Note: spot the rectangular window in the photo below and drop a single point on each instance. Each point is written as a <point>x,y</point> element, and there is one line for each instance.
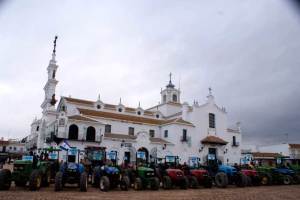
<point>131,131</point>
<point>233,141</point>
<point>152,133</point>
<point>166,133</point>
<point>184,135</point>
<point>212,121</point>
<point>107,128</point>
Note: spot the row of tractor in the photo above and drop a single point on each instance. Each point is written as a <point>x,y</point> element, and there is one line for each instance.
<point>166,173</point>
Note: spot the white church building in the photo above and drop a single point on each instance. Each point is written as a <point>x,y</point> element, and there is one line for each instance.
<point>169,128</point>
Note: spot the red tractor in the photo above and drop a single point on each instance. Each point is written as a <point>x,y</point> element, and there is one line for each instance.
<point>170,175</point>
<point>253,178</point>
<point>196,174</point>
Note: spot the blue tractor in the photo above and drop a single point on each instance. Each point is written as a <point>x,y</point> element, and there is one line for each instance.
<point>106,176</point>
<point>225,175</point>
<point>71,172</point>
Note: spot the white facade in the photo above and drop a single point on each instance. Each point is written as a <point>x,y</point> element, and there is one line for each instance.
<point>170,128</point>
<point>289,150</point>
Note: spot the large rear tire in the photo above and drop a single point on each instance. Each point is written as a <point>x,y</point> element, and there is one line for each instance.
<point>138,185</point>
<point>207,182</point>
<point>184,183</point>
<point>241,180</point>
<point>58,181</point>
<point>83,182</point>
<point>5,179</point>
<point>125,183</point>
<point>167,183</point>
<point>154,184</point>
<point>193,182</point>
<point>95,177</point>
<point>265,179</point>
<point>221,180</point>
<point>47,179</point>
<point>104,183</point>
<point>35,180</point>
<point>287,180</point>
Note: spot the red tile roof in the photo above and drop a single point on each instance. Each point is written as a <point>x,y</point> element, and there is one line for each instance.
<point>119,136</point>
<point>81,118</point>
<point>294,146</point>
<point>213,140</point>
<point>80,101</point>
<point>109,115</point>
<point>159,140</point>
<point>131,118</point>
<point>265,155</point>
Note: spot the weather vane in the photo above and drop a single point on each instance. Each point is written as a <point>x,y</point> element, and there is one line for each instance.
<point>54,42</point>
<point>170,77</point>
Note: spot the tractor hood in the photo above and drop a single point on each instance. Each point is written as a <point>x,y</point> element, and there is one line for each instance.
<point>284,171</point>
<point>147,169</point>
<point>23,162</point>
<point>227,169</point>
<point>111,170</point>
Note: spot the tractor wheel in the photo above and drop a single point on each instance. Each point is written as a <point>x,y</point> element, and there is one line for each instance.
<point>104,183</point>
<point>5,179</point>
<point>241,180</point>
<point>20,183</point>
<point>184,183</point>
<point>287,180</point>
<point>138,185</point>
<point>125,183</point>
<point>58,181</point>
<point>207,182</point>
<point>35,180</point>
<point>47,179</point>
<point>95,177</point>
<point>266,179</point>
<point>255,181</point>
<point>193,182</point>
<point>154,184</point>
<point>83,182</point>
<point>249,181</point>
<point>167,182</point>
<point>221,180</point>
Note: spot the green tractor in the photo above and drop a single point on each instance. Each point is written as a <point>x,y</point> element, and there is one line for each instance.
<point>37,173</point>
<point>142,176</point>
<point>272,175</point>
<point>52,157</point>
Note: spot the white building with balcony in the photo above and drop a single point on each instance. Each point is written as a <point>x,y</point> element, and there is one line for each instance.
<point>169,128</point>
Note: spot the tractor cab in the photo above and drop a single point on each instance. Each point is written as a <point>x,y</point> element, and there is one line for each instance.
<point>52,157</point>
<point>225,175</point>
<point>29,169</point>
<point>71,172</point>
<point>142,175</point>
<point>196,174</point>
<point>103,169</point>
<point>170,174</point>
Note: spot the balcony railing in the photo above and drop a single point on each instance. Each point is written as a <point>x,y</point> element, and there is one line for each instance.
<point>235,144</point>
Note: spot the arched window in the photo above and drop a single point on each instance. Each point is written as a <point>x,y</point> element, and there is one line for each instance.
<point>174,97</point>
<point>73,132</point>
<point>90,133</point>
<point>165,98</point>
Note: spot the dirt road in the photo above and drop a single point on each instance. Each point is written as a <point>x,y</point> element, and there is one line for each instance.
<point>257,193</point>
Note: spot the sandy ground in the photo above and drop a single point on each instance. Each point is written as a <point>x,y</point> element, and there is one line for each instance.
<point>257,193</point>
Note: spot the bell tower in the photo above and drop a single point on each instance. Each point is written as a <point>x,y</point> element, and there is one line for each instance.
<point>49,111</point>
<point>50,101</point>
<point>170,93</point>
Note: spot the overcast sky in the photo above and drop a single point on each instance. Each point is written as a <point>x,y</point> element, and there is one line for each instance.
<point>247,51</point>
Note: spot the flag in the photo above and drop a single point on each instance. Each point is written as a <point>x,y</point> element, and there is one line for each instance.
<point>65,145</point>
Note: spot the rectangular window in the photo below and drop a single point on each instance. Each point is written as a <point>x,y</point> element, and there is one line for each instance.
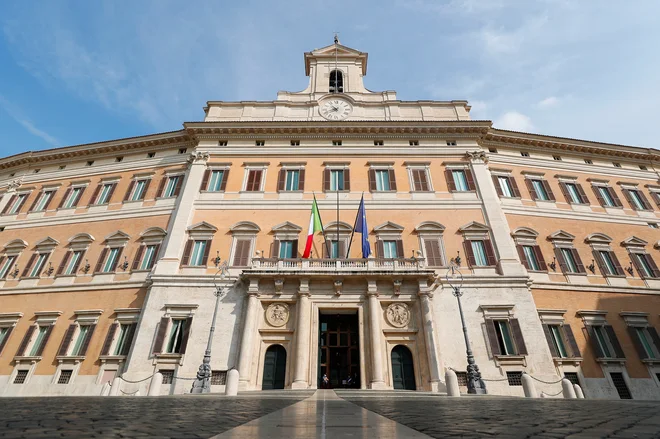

+ + + + + + +

## WORK TO BE COMPLETED:
Filter the items above down to every line that contains the word "balcony", and copy those lines out.

## EXERCISE SOLUTION:
Note: spot the white building with balcony in the photo above and drop a single point on each instance. Each point is written as a <point>x,y</point> element, and there is one line for each instance.
Note: spot the balcony railing in the photo above and drop a single point on each instance. Each point is written as a <point>x,y</point> element, and there is one line for each instance.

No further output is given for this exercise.